### Text extract
THE LEAST CULTURED ROYALS OF THE TWENTIETH CENTURY
DESPITE having both had a decent education, the Duke and Duchess of Windsor may well have been the least cultured royals of the 20th century.
Once, after fidgeting through a private concert organised by Lady Cunard, the Duke asked pleasantly: ‘Did that Mozart chap write anything else?’
He wasn’t much interested in prose, either. Too nervy ever to settle down with a book or magazine, he was flummoxed when a former lover, Freda Dudley Ward, handed him a copy of the Victorian classic, Wuthering Heights, by Emily Bronte.
‘Who is the “Bront” woman?’ asked the Duke, who’d never willingly read a book in his life.
And when Winston Churchill dutifully sent him the latest signed volume in his multi-volume work, A History Of The English-Speaking Peoples, the Duke wrote back: ‘Thank you so much for sending me a copy of your latest book. I have put it on the shelf with all the others.’
Wallis didn’t read books, either, though that didn’t stop her hiring two ghostwriters to do her autobiography.

### Given task
Retype the stretch from "THE LEAST CULTURED ROYALS OF THE TWENTIETH" through "by Emily Bronte." in the text on the Duke and Duchess of Windsor, word for word.

### Dataset records
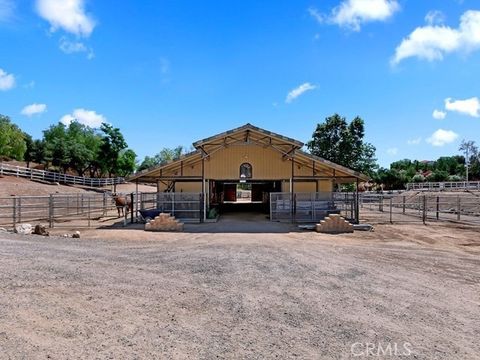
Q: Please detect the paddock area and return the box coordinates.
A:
[0,224,480,360]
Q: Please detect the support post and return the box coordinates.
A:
[132,179,138,222]
[355,178,360,224]
[12,197,17,228]
[422,195,427,225]
[457,195,462,221]
[17,197,22,223]
[127,193,134,224]
[87,196,91,227]
[48,194,54,228]
[290,151,296,222]
[201,155,207,222]
[390,198,393,224]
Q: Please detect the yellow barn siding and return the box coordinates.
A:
[175,181,202,192]
[205,144,292,180]
[293,181,317,192]
[318,180,333,192]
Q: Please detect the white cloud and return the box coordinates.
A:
[308,0,400,31]
[23,80,35,89]
[285,82,317,104]
[445,97,480,117]
[427,129,458,146]
[160,57,170,75]
[407,137,422,145]
[391,10,480,65]
[60,109,107,128]
[20,103,47,116]
[0,69,15,91]
[59,36,95,60]
[36,0,95,37]
[425,10,445,25]
[387,148,398,156]
[432,109,447,120]
[0,0,15,22]
[308,7,327,23]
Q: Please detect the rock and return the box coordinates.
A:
[33,224,50,236]
[15,224,32,235]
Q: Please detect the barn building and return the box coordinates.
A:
[129,124,368,220]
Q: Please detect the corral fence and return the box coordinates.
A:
[359,192,480,225]
[0,193,117,228]
[0,162,125,187]
[270,192,358,223]
[137,192,204,222]
[0,192,203,228]
[406,181,480,191]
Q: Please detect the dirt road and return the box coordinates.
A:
[0,226,480,359]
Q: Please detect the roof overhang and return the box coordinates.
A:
[127,124,369,186]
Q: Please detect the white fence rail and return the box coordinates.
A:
[0,162,125,187]
[407,181,480,191]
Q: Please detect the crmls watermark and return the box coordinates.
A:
[350,342,413,357]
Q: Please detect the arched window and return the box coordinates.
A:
[240,163,252,180]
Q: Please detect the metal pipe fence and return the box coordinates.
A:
[137,192,203,222]
[360,192,480,225]
[0,162,125,187]
[0,193,116,228]
[270,192,357,223]
[406,181,480,191]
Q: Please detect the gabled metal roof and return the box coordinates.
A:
[127,123,369,181]
[193,123,304,148]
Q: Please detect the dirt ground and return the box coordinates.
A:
[0,176,157,198]
[0,217,480,359]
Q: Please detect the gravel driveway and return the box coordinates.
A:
[0,227,480,359]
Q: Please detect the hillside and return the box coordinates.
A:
[0,176,156,197]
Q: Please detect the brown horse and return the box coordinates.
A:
[112,193,133,217]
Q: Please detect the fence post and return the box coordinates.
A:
[457,195,461,221]
[17,197,22,223]
[48,194,53,228]
[390,198,393,224]
[12,197,17,228]
[87,196,90,227]
[103,193,107,216]
[127,193,133,224]
[422,195,427,225]
[310,193,317,221]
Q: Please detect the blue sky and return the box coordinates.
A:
[0,0,480,166]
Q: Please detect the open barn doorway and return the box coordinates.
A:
[210,180,281,218]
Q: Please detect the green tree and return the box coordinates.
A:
[43,123,70,172]
[458,140,480,181]
[118,149,137,176]
[307,114,377,175]
[0,115,27,160]
[98,123,127,177]
[66,121,101,176]
[138,145,185,171]
[23,132,35,168]
[373,168,407,190]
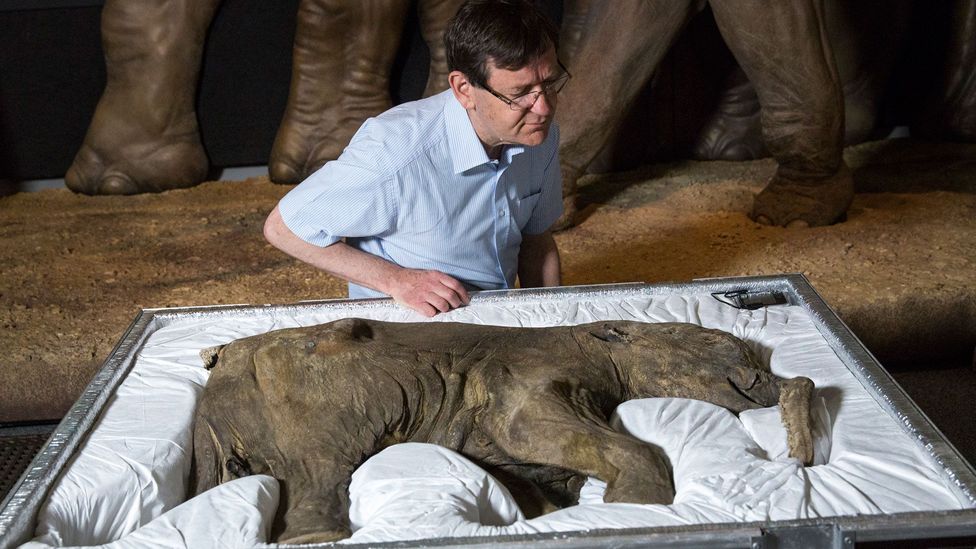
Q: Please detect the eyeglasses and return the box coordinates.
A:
[482,60,573,111]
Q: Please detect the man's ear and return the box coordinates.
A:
[447,71,474,110]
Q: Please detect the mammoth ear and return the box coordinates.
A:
[333,318,373,341]
[590,324,630,343]
[200,345,224,370]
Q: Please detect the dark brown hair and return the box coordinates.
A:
[444,0,559,88]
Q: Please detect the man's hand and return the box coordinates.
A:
[387,269,471,317]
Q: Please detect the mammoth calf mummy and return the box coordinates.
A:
[191,319,813,542]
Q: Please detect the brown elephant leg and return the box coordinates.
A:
[268,0,409,183]
[419,0,464,97]
[65,0,219,194]
[694,68,769,160]
[556,0,703,228]
[695,0,910,160]
[942,0,976,142]
[711,0,854,226]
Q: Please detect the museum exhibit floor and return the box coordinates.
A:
[0,136,976,492]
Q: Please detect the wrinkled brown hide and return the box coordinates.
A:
[557,0,854,226]
[65,0,461,194]
[191,319,813,542]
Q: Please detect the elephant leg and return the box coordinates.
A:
[942,0,976,142]
[268,0,409,183]
[482,387,674,503]
[694,68,768,160]
[556,0,703,228]
[711,0,854,227]
[65,0,219,194]
[419,0,464,97]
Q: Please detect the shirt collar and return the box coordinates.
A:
[444,90,525,174]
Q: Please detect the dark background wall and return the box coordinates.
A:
[0,0,960,181]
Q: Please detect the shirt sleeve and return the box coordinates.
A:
[522,122,563,234]
[278,120,396,247]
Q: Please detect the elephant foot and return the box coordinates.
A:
[268,108,380,184]
[693,69,769,161]
[550,195,579,232]
[693,112,769,161]
[64,136,208,195]
[751,166,854,228]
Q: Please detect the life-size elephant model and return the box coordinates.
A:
[695,0,976,160]
[190,319,813,542]
[65,0,460,194]
[556,0,854,226]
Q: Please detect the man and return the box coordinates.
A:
[264,0,570,316]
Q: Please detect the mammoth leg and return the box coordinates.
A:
[419,0,463,97]
[268,0,409,183]
[556,0,703,228]
[485,386,674,503]
[711,0,854,226]
[778,377,813,465]
[65,0,219,194]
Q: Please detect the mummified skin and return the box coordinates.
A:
[190,319,813,542]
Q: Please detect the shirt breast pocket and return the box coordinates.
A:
[515,191,542,230]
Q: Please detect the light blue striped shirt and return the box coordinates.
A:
[278,90,562,298]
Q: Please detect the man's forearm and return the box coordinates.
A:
[518,231,562,288]
[264,208,401,294]
[264,207,469,316]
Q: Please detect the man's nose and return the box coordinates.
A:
[532,93,556,116]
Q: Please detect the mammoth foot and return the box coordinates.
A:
[64,97,208,195]
[779,377,813,465]
[751,166,854,228]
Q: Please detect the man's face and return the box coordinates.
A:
[465,49,563,155]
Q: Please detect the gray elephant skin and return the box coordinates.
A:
[189,319,813,543]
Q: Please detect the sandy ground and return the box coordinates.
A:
[0,136,976,428]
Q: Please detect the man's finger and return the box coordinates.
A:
[440,273,471,307]
[427,294,451,314]
[407,301,437,318]
[431,285,464,309]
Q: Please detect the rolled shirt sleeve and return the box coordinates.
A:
[278,123,396,247]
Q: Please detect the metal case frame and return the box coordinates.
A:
[0,274,976,549]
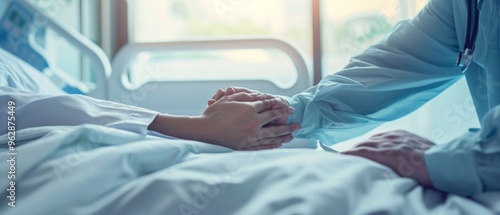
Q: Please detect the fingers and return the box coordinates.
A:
[248,134,293,148]
[257,124,302,139]
[257,107,294,126]
[208,99,217,106]
[212,89,225,101]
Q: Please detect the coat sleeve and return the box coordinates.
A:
[285,0,462,145]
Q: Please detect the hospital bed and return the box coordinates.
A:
[0,0,500,215]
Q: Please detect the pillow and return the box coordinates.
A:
[0,49,66,95]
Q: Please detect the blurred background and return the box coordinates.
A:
[0,0,478,147]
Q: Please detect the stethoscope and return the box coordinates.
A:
[457,0,479,73]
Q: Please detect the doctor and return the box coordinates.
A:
[0,86,300,150]
[209,0,500,195]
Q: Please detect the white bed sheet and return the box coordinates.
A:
[0,125,500,215]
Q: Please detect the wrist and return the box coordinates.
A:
[148,114,209,142]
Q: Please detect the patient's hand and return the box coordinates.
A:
[342,131,435,187]
[203,92,300,150]
[148,93,301,150]
[208,87,289,125]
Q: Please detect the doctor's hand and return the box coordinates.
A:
[148,93,301,150]
[208,87,288,125]
[202,92,300,150]
[342,131,435,187]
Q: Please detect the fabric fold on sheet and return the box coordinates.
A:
[0,125,500,215]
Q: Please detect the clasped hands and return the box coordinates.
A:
[201,87,301,150]
[205,87,435,187]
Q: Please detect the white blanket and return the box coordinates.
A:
[0,125,500,215]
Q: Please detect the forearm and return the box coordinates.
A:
[148,114,214,142]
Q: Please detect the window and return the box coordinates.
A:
[24,0,100,83]
[322,0,427,76]
[129,0,312,88]
[129,0,427,84]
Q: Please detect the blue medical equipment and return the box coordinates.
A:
[457,0,479,73]
[0,1,89,94]
[0,0,111,96]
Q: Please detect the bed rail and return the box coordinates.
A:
[108,38,312,115]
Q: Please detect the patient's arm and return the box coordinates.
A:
[0,86,299,150]
[149,93,300,150]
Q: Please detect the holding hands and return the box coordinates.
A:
[148,88,301,150]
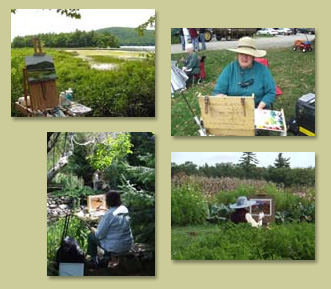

### Output below
THE LEAST CULTURED ROYALS OF THE TWENTIETH CENTURY
DESPITE having both had a decent education, the Duke and Duchess of Windsor may well have been the least cultured royals of the 20th century.
Once, after fidgeting through a private concert organised by Lady Cunard, the Duke asked pleasantly: ‘Did that Mozart chap write anything else?’
He wasn’t much interested in prose, either. Too nervy ever to settle down with a book or magazine, he was flummoxed when a former lover, Freda Dudley Ward, handed him a copy of the Victorian classic, Wuthering Heights, by Emily Bronte.